WRITTEN REQUEST: Each record is to be printed again precisely as it reads.
== INPUT MATERIAL
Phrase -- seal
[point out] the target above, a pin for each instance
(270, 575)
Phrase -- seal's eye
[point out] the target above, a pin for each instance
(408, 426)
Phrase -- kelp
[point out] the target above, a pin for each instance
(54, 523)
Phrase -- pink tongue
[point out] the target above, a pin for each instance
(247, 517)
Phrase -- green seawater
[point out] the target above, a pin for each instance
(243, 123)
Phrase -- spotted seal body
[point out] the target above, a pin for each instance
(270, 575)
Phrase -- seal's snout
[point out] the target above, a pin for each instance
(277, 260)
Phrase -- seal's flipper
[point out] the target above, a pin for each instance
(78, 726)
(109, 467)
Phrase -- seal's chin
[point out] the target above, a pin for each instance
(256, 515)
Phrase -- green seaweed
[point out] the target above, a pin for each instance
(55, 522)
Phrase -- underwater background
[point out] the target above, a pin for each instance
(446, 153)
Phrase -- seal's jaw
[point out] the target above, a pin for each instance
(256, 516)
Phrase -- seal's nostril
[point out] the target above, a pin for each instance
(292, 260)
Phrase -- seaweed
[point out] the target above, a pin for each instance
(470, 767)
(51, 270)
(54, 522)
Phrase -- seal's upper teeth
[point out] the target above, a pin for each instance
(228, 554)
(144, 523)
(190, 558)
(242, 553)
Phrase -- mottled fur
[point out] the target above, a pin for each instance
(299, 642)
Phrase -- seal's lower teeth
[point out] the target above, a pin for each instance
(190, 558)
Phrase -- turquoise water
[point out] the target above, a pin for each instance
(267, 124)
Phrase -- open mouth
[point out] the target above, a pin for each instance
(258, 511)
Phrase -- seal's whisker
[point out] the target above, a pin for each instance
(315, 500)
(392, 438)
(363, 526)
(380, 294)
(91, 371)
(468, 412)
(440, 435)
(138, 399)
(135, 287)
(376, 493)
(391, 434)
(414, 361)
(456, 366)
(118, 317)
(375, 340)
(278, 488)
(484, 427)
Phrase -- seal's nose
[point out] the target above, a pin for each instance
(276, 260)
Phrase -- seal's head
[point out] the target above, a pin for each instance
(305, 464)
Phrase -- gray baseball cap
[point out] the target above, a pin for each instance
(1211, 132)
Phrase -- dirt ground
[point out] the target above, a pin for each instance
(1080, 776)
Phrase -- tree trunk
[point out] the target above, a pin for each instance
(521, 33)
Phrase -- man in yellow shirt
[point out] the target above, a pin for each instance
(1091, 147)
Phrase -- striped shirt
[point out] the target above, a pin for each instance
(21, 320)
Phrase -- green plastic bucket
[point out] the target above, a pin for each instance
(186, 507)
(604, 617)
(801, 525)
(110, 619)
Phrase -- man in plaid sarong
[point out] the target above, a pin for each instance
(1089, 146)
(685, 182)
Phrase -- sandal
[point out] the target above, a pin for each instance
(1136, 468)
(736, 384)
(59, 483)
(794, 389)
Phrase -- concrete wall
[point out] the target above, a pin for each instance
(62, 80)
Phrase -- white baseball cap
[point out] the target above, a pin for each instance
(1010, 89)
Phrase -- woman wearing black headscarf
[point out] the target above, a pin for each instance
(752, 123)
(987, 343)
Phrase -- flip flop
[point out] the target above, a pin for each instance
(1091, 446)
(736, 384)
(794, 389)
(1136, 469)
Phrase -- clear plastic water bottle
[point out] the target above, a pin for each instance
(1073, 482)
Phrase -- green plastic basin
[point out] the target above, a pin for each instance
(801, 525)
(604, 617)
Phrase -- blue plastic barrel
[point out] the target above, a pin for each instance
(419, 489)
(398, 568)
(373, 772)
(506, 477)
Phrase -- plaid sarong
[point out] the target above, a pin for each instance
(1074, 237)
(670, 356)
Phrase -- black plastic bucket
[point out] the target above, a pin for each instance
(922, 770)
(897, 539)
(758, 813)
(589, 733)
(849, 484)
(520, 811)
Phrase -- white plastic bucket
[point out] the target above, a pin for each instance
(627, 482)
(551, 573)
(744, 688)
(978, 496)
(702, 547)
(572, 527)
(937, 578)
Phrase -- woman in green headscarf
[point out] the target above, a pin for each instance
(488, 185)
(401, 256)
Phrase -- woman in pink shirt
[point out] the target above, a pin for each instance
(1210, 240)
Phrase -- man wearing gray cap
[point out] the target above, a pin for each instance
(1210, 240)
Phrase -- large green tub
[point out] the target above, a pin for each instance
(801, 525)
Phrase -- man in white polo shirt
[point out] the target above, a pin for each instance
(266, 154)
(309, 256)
====
PROBLEM SOLUTION:
Phrase -- seal
[point out] the target above, a pin for each instance
(270, 575)
Phrase -- seal's eye
[point out] the target above, a pin for each instance
(408, 426)
Phrase -- kelp
[point out] the target above, a pin for each instance
(54, 523)
Phrase -- pink tongue
[point out] the target above, a pin for each instance
(247, 517)
Phrase -- green seawater
[point out] the target above, a pin for each instance
(243, 123)
Phrase -- spotted seal body
[point out] the target above, a pin for each instance
(270, 575)
Phrase -- seal's snout
[point out] the target above, a pin for each instance
(277, 260)
Phrase -- seal's flipper
[point out] the target above, a pin for each instance
(78, 726)
(109, 467)
Phrase -- seal's chin
[point out] the target above, a pin for each instance
(256, 515)
Phrase -- green seaweed
[point out] the target above, a pin for each instance
(55, 522)
Phrase -- underwater background
[point out] the target above, a pin for each instance
(446, 153)
Phrase -- seal's jaw
[point out] the target above, a pin for each instance
(256, 516)
Phrase -- seal's nostril
[point out] the target above, a pin for each instance
(292, 260)
Phrase -- seaweed
[point out] the target above, a pin for each instance
(470, 767)
(51, 270)
(54, 522)
Phrase -- seal's upper teeth
[point out] the target above, a pin for each instance
(228, 554)
(144, 523)
(190, 558)
(242, 553)
Phrase -- mottled fur
[point out] the target above, a pin for each instance
(299, 642)
Phrase -- seal's lower teeth
[point out] the target above, a pin for each instance
(190, 558)
Phrase -- turquoise water
[point out] the target above, a pin for each instance
(267, 124)
Phrase -- open mouth
[point out] the target above, a pin for each instance
(258, 511)
Phrase -- seal's whisker
[point out] the target above, a pin for each instance
(315, 500)
(392, 438)
(363, 526)
(380, 294)
(91, 371)
(468, 412)
(440, 435)
(138, 399)
(135, 287)
(376, 493)
(391, 434)
(414, 361)
(456, 366)
(118, 317)
(375, 340)
(278, 488)
(484, 427)
Phrase -- seal's nose
[point out] the target above, a pin for each instance
(276, 260)
Phrase -- seal's head
[point out] the target above, a pin for each instance
(305, 464)
Phrase -- gray baseball cap
[point out] the target above, a pin for each instance
(1211, 132)
Phrase -- dirt ground
[point out] the target above, a pin for each instance
(1080, 776)
Phrase -- tree trunk
[point out] the target above, a pin for each instance
(521, 33)
Phrase -- man in yellow shirt
[point out] the target above, a pin for each instance
(1091, 147)
Phrase -- striped shirt
[point out] the target above, a pin for each instance
(21, 320)
Phrase -- green plastic bucket
[point out] the target above, a pin for each instance
(186, 507)
(604, 617)
(801, 525)
(110, 619)
Phrase -- man in plaid sarong
[point out] the target above, a pin for each instance
(1089, 146)
(685, 182)
Phrase -- sandal
[point out] the target above, a pin for each instance
(1136, 468)
(736, 384)
(59, 483)
(794, 389)
Phrase -- concrete wall
[point out] the target above, a pin for each instance
(62, 80)
Phrase -- white baseball cap
[point out] the target above, a pin for each instance
(1010, 89)
Phrase -- woman wearing black headscarf
[point out] the target above, a pin for each instance
(752, 123)
(987, 343)
Phrase -- flip flop
[point out] the target above, a pin for each instance
(1091, 446)
(736, 384)
(794, 389)
(1136, 469)
Phrase -- clear plastic water bottle
[point out] the target above, a pin for each instance
(1073, 482)
Phrase -- green plastic basin
[point out] the target above, a pin for each instance
(801, 525)
(604, 617)
Phrase -- blue plastic barrel
[point out] the target above, a pin for each instance
(419, 489)
(398, 568)
(373, 772)
(506, 477)
Phrase -- plaid sarong
[point out] the target above, a pin for each instance
(1074, 237)
(670, 356)
Phrase -- black plastic bucket
[point out] the target above, a pin for each instance
(922, 770)
(897, 539)
(758, 813)
(589, 733)
(849, 484)
(520, 811)
Phrase -- white plastic bucket
[point out] the target above, a pin for each instance
(627, 482)
(551, 573)
(744, 688)
(978, 496)
(702, 547)
(572, 527)
(937, 578)
Phrase -- woman in green headscarf
[point out] the target above, a pin for each instance
(488, 185)
(401, 256)
Phrase -- woman in pink shirt
[point out] the target above, a pin for each instance
(1210, 240)
Phrase -- man wearing gray cap
[point out] the target above, a pin for each instance
(1210, 240)
Phrase -- large green tub
[point out] the target above, a pin for each instance
(801, 525)
Phrase -- man in white polo shirt
[point out] the target above, a pin for each instance
(266, 154)
(309, 256)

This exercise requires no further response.